[Action item] Because only the count matters, report how many lines in the material hold the string "armrest" and nothing more.

[Supplied records]
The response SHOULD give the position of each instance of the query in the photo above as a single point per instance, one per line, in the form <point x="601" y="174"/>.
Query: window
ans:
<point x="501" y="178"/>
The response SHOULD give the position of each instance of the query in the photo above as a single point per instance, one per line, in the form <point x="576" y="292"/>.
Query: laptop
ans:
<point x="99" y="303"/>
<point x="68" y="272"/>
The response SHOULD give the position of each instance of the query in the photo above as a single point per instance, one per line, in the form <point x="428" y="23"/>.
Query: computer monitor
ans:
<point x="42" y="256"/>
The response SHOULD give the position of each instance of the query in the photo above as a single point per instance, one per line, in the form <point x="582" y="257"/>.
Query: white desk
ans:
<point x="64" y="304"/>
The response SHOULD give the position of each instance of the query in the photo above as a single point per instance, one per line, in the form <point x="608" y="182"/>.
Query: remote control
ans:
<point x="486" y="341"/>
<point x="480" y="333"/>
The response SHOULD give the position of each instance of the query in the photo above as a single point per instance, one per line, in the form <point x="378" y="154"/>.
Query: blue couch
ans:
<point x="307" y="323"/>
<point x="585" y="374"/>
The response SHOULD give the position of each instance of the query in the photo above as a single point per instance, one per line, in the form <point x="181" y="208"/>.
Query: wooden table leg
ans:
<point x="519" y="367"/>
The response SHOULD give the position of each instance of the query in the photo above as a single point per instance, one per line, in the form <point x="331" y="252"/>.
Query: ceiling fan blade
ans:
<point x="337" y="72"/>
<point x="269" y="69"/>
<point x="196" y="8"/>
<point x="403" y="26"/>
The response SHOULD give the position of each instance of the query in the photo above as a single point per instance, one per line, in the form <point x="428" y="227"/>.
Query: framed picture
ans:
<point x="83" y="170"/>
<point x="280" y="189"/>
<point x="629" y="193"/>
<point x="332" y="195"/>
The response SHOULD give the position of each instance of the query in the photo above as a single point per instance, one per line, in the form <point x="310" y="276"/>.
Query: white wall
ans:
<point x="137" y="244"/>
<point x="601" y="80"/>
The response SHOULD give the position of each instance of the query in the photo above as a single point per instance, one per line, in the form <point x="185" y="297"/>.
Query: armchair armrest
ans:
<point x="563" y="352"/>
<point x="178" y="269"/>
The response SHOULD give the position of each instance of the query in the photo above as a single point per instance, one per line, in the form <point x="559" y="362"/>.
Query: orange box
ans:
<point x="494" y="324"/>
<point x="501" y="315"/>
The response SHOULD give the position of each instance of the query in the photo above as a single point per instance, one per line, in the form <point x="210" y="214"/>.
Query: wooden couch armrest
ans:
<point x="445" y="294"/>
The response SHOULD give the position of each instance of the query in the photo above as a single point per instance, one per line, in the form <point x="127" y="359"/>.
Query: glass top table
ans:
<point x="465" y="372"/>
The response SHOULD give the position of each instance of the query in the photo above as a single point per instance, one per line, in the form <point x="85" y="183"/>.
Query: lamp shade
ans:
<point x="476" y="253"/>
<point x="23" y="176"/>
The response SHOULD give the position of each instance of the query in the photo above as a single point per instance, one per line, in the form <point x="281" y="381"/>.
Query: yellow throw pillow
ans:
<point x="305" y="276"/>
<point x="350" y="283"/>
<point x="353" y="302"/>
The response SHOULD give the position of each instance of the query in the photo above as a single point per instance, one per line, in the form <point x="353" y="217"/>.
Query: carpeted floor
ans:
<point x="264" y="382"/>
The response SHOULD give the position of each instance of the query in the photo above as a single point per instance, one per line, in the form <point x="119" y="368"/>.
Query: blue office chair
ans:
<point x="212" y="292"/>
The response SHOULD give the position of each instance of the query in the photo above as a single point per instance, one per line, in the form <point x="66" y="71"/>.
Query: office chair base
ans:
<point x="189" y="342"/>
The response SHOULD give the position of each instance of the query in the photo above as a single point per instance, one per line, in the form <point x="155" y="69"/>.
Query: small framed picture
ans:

[Answer section] 2